***** DATASET RECORDS *****
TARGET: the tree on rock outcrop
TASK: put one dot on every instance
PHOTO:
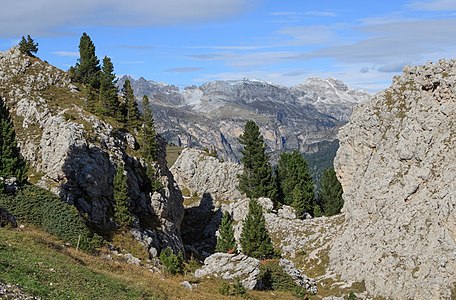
(108, 90)
(225, 241)
(28, 46)
(122, 215)
(330, 193)
(255, 239)
(256, 180)
(132, 116)
(12, 164)
(149, 136)
(296, 187)
(87, 68)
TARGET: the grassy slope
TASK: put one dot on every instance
(44, 267)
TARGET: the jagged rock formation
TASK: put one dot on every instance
(74, 153)
(199, 172)
(231, 266)
(396, 166)
(214, 114)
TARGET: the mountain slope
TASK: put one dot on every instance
(74, 153)
(214, 114)
(396, 166)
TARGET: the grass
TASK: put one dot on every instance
(42, 266)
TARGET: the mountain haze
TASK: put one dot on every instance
(213, 114)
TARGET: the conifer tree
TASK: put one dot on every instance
(255, 239)
(132, 117)
(28, 46)
(330, 193)
(122, 214)
(256, 179)
(225, 240)
(88, 67)
(12, 164)
(149, 136)
(108, 90)
(295, 183)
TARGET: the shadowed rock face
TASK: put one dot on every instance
(396, 163)
(75, 153)
(214, 114)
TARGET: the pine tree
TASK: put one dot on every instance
(255, 239)
(330, 193)
(12, 164)
(108, 90)
(295, 183)
(132, 117)
(256, 180)
(122, 214)
(149, 136)
(87, 69)
(28, 46)
(225, 241)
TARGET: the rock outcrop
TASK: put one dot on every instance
(74, 153)
(305, 117)
(199, 172)
(396, 163)
(247, 269)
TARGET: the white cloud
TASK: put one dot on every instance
(183, 70)
(48, 16)
(435, 5)
(66, 53)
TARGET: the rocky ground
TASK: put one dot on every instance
(396, 166)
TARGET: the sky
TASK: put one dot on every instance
(190, 42)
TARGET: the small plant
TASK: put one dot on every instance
(172, 262)
(232, 289)
(28, 46)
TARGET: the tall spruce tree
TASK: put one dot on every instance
(330, 193)
(122, 214)
(12, 164)
(296, 187)
(87, 69)
(149, 136)
(255, 239)
(28, 46)
(256, 179)
(108, 90)
(132, 116)
(225, 241)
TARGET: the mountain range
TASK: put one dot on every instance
(212, 116)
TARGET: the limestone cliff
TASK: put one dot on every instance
(396, 163)
(74, 153)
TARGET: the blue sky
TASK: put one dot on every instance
(185, 42)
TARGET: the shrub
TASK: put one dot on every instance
(172, 262)
(273, 277)
(40, 207)
(232, 289)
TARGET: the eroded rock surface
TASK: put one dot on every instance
(396, 163)
(74, 153)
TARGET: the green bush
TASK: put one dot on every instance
(172, 262)
(232, 289)
(40, 207)
(272, 277)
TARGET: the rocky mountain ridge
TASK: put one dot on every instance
(74, 153)
(396, 167)
(213, 114)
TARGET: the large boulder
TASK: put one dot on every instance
(396, 164)
(74, 153)
(199, 172)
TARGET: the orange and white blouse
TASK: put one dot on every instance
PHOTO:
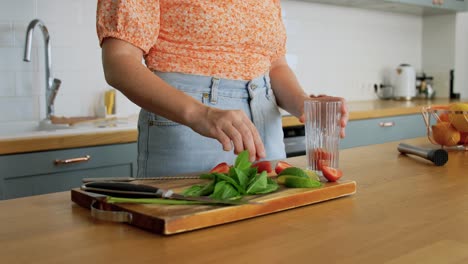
(235, 39)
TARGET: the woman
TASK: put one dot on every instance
(215, 74)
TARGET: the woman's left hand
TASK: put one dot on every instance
(344, 111)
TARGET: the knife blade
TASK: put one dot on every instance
(130, 190)
(130, 179)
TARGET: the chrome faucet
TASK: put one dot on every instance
(52, 85)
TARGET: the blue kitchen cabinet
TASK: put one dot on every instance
(379, 130)
(43, 172)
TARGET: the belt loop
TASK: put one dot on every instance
(266, 78)
(214, 90)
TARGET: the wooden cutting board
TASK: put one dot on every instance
(173, 219)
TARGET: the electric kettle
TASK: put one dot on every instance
(404, 83)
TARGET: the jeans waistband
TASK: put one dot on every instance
(207, 81)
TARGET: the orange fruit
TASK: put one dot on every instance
(445, 134)
(443, 117)
(463, 138)
(459, 120)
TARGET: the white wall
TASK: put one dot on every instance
(438, 50)
(334, 50)
(343, 51)
(461, 58)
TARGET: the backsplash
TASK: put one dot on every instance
(333, 50)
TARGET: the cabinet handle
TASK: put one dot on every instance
(73, 160)
(387, 124)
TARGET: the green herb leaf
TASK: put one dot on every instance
(224, 190)
(258, 184)
(224, 177)
(194, 190)
(242, 161)
(240, 177)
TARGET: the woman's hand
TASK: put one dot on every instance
(344, 111)
(232, 128)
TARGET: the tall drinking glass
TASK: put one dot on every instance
(322, 131)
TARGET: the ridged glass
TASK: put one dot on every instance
(322, 133)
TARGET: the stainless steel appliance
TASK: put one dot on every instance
(404, 82)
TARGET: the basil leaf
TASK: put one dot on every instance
(242, 161)
(193, 190)
(224, 190)
(223, 177)
(258, 184)
(240, 177)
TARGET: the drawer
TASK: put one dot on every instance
(59, 170)
(380, 130)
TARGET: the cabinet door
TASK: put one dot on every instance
(61, 170)
(380, 130)
(455, 5)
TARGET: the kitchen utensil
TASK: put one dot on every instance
(130, 179)
(322, 130)
(404, 86)
(383, 92)
(129, 190)
(438, 156)
(173, 219)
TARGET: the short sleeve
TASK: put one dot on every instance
(134, 21)
(281, 33)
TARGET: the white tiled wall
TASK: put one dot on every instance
(334, 50)
(76, 60)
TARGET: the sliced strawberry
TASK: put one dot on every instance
(222, 167)
(281, 165)
(331, 174)
(263, 166)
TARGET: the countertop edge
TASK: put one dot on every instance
(55, 142)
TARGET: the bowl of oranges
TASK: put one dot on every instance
(447, 125)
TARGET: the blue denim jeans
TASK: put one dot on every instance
(168, 148)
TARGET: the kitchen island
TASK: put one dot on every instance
(405, 210)
(45, 141)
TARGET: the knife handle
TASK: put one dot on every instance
(123, 189)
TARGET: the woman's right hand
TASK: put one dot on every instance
(232, 128)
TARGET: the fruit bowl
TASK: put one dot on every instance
(447, 125)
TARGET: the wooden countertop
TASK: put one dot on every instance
(379, 108)
(358, 110)
(405, 210)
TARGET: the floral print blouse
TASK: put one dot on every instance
(235, 39)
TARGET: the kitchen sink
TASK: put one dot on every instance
(16, 128)
(23, 129)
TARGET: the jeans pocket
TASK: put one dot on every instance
(157, 120)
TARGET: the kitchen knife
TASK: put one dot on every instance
(129, 190)
(130, 179)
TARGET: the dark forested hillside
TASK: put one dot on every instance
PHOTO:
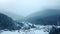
(46, 17)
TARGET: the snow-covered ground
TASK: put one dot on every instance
(41, 30)
(32, 31)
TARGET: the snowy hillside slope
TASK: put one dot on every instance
(29, 28)
(39, 29)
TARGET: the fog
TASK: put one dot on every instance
(27, 7)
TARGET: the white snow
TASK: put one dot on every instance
(30, 31)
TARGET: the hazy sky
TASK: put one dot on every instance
(26, 7)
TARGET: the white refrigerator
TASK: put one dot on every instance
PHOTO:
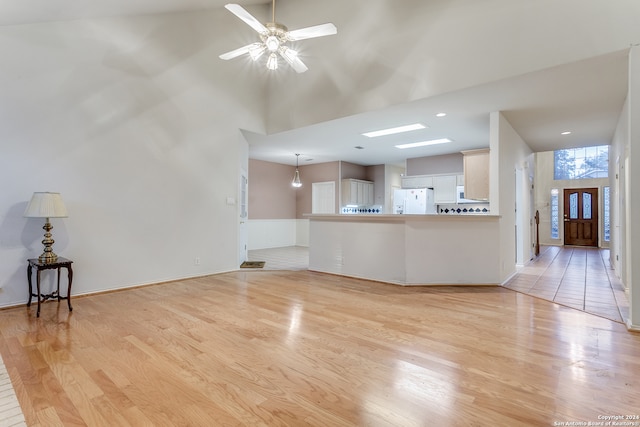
(413, 201)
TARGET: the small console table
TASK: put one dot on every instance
(39, 266)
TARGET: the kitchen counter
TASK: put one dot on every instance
(407, 249)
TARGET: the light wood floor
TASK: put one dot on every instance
(299, 348)
(578, 277)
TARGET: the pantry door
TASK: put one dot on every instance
(581, 216)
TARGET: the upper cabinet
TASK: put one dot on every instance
(417, 181)
(357, 192)
(444, 188)
(476, 174)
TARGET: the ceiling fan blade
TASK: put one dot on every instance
(237, 52)
(241, 13)
(311, 32)
(291, 56)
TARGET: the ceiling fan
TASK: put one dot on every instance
(274, 38)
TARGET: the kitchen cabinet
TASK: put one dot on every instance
(417, 181)
(476, 174)
(357, 192)
(444, 187)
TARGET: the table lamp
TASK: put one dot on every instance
(46, 205)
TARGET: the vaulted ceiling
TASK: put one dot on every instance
(581, 93)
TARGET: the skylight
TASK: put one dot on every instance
(392, 131)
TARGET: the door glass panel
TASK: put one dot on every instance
(586, 206)
(573, 206)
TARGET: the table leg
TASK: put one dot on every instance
(30, 285)
(38, 288)
(70, 273)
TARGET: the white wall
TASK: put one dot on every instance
(135, 123)
(544, 184)
(508, 153)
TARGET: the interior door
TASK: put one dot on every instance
(243, 235)
(581, 216)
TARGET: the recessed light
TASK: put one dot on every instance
(392, 131)
(423, 143)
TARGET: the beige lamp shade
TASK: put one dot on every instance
(46, 205)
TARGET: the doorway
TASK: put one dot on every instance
(581, 217)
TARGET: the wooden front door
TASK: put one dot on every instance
(581, 217)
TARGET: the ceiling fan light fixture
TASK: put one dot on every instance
(272, 43)
(289, 54)
(272, 62)
(274, 37)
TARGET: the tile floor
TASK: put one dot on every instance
(285, 258)
(581, 278)
(577, 277)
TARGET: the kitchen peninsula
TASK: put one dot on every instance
(407, 249)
*****
WHAT YOU WILL DO:
Line count for the string "floor": work it out from the records above and reply with the number alone.

FINISHED EXERCISE:
2